**WORK TO COMPLETE:** What is needed here is an exact copy of every entry.
-------- RECORDS SUPPLIED --------
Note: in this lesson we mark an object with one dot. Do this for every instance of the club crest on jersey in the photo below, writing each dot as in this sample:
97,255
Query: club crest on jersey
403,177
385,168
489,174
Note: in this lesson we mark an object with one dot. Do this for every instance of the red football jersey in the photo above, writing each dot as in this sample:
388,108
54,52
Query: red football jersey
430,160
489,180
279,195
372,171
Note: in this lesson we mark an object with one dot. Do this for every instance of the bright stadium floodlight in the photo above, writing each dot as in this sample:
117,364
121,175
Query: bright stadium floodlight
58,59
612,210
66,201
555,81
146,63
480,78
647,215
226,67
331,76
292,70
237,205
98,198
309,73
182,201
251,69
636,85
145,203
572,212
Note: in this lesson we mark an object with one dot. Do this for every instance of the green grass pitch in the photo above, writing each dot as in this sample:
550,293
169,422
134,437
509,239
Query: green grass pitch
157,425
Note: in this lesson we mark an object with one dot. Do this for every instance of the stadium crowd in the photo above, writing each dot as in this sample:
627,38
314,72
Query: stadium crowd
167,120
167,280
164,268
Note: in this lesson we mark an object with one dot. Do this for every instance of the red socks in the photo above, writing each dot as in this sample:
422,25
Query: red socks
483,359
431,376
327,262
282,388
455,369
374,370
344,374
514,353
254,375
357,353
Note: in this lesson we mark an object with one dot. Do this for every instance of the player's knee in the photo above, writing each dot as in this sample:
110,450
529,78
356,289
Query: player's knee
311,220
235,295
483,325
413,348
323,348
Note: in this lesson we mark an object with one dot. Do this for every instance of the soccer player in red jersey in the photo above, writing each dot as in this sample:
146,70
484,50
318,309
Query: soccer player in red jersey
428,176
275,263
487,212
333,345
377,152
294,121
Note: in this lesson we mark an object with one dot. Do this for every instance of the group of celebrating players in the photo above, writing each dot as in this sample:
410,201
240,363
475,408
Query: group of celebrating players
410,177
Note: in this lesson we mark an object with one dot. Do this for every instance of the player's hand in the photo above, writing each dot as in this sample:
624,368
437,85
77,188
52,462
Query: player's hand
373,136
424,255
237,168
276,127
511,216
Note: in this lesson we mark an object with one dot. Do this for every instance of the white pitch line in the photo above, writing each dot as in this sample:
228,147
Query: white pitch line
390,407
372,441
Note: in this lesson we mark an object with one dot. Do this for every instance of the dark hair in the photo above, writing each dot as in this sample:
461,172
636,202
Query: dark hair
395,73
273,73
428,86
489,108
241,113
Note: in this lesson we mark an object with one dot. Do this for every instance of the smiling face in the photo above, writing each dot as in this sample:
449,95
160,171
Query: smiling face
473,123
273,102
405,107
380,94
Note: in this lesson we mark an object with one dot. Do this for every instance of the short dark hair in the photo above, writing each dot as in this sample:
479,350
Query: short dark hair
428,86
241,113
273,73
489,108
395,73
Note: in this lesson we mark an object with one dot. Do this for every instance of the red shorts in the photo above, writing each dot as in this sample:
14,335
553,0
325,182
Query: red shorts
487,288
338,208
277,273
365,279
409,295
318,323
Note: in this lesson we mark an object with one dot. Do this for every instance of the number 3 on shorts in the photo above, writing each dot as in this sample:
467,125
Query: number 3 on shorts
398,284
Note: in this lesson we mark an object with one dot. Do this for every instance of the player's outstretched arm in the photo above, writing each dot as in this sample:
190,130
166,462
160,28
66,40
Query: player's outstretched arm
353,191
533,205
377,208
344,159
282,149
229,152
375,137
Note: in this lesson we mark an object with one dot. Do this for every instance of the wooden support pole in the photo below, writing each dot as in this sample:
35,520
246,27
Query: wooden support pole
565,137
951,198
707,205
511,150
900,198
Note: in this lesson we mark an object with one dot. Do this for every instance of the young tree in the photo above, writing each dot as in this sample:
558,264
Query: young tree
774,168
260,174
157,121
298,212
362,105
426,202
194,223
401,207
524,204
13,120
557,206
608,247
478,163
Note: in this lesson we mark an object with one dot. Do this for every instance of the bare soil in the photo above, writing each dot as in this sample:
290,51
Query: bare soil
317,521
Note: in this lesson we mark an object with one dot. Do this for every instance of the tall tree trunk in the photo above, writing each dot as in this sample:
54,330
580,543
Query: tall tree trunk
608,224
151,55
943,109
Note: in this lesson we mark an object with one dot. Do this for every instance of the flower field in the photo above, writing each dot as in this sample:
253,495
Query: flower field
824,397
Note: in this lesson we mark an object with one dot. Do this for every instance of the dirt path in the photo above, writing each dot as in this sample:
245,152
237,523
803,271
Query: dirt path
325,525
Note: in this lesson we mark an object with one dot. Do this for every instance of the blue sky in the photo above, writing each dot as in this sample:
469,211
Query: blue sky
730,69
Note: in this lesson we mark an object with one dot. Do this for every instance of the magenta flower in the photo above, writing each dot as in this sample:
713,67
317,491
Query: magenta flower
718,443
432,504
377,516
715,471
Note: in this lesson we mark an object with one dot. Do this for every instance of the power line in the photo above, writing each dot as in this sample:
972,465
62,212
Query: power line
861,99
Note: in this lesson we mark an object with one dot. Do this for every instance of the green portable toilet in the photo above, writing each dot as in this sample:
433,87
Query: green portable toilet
--------
**YOUR SOLUTION:**
Note: in this lesson we mark an object with one dot. Do this for every instance of the club crest on jersey in the photo below, writing each dot as in this sample:
97,255
Query: club crest on jersey
403,177
385,168
489,174
Note: in this lesson we mark an object with one dot. Do this for every instance of the red football jersey in the photo above, writing each dot as in this sample:
388,108
54,52
Query: red football jersey
430,160
489,180
279,195
372,171
Note: in this lesson we mark an object with one dot. Do this for every instance of the bright stadium floodlight in the photo above, writing each dot as in this sample:
117,364
121,175
Query: bright stadium floodlight
58,59
612,210
66,201
555,81
146,63
480,78
647,215
226,67
331,76
292,70
237,205
98,198
309,73
182,201
251,69
636,85
145,203
572,212
Note: in this lesson we mark an object with one dot. Do this for every instance of the green grass pitch in the photo above, writing each dot as in this sample:
550,293
169,422
134,437
509,239
Query: green grass pitch
157,425
Note: in this lesson we mark an object with one dot. Do this for every instance of the stadium crowd in the photo above, writing each dot as in this sample:
627,38
314,72
Query: stadium crowd
167,120
167,280
164,268
Note: in this lesson we mark an object with one dot. Do this for every instance of the red socks in the photo above, writing each dot as in this sample:
422,25
Query: red socks
483,359
431,376
327,262
282,388
455,369
374,370
344,374
514,353
254,375
357,353
Note: in this lesson we mark an object with one dot. Do this for every instance of the player's knee in the photo above, writing each dot as in this sample:
110,450
529,78
356,289
Query: player's knee
311,220
235,295
483,325
413,348
323,348
Note: in this lesson we mark an object with one dot. Do this for every instance of the soccer player in red jersey in the photo above, writing each dot as in this sample:
146,70
484,50
318,309
Query: soccer player in red jersey
428,176
275,263
487,212
333,345
377,152
294,121
Note: in this lesson we mark an object with one dot. Do this for every instance of the group of celebrating players in the photo above, writing each dot as in this sample:
410,201
240,363
475,408
Query: group of celebrating players
410,177
Note: in this lesson we mark an object with one dot. Do this for every instance of the player's hand in the photo above, writing each dot as in this sample:
624,368
437,85
77,188
52,462
Query: player's hand
373,136
424,255
237,168
276,127
511,216
Note: in this lesson we mark an object with one dot. Do this for every instance of the white pitch line in the photo above, writing each dot as in this sample:
228,147
Query: white pitch line
390,407
372,441
Note: in this lesson we mark an object with one dot. Do this for every instance of the dark hair in the photo above, writing each dot as in this sample:
461,172
636,202
Query: dark hair
395,73
273,73
428,86
489,108
241,113
Note: in this lesson we mark an object with one dot. Do this for every instance of the smiling face in the photo above, writing each dot as in this sample:
449,95
160,171
Query: smiling face
473,123
273,102
405,107
380,94
Note: in this lesson we mark an object with one dot. Do this for every instance of the short dark hair in the photo above, writing each dot as in this sample:
479,350
Query: short dark hair
428,86
241,113
273,73
489,108
395,73
Note: in this lesson we mark an object with one dot. Do this for every instance of the red shorts in the photo above, writing each dot as in this sample:
14,335
553,0
325,182
Query: red shorts
487,288
338,208
277,273
365,279
409,295
318,323
Note: in this lesson we mark an object with one dot. Do this for every instance of the number 3 on shorts in the photo above, writing each dot as in this sample:
467,125
Query: number 3 on shorts
398,284
Note: in this lesson we mark an object with one dot. Do this for every instance of the player's outstretched arm in the photo above, writing each dot as in this sample:
190,130
166,462
160,28
66,40
Query: player's outstretched arm
353,191
533,205
377,208
344,159
282,149
229,152
375,137
Note: in this lesson we mark an object with one dot. Do this for every instance of the wooden support pole in the photo below, writing each dot as in this sample:
35,520
246,27
Query: wooden support pole
565,137
951,198
707,205
511,150
900,198
Note: in this lesson we mark an object with one dot. Do this for every instance of the young tree in the photo above, writing each dot as in this sample:
558,264
Query: young tree
774,168
260,174
157,121
298,212
362,105
426,202
194,223
401,207
524,204
13,120
557,206
608,247
478,163
Note: in this lesson we mark an object with one dot. Do this for every instance of the bare soil in the photo above, writing each dot as in this sample:
290,51
Query: bare soil
317,521
Note: in this lesson we mark an object with one dot. Do this for every instance of the tall tree trunk in the photo above, writing each dot as in this sample:
54,330
580,543
Query: tall tree trunk
608,224
151,55
943,109
Note: in this lesson we mark an object with one dot. Do this for every instance of the flower field in the photo above, writing each dot as in this sample:
253,495
Query: flower field
824,397
Note: in this lesson we mark an object with one dot. Do this for every instance of the dirt path in the photo above, writing each dot as in this sample:
245,152
237,523
803,271
Query: dirt path
325,525
Note: in this lesson we mark an object with one dot. Do this for every instance of the blue sky in the photo above, writing each dot as in this sample:
469,211
Query: blue sky
730,69
Note: in this lesson we mark an object with one dot. Do this for every instance of the magenta flower in the photo above, writing each dot as in this sample:
713,67
317,491
Query: magenta flower
718,443
432,504
377,516
715,471
Note: in this lesson we mark an object with one dot. Do this for every instance of the power line in the photo above, writing each dot as in this sample:
972,465
62,212
Query: power line
861,99
Note: in this lesson we mark an object with one dot. Do this for every instance of the green portable toilet in the photo above, writing each dot as in this sample:
433,87
Query: green portable toilet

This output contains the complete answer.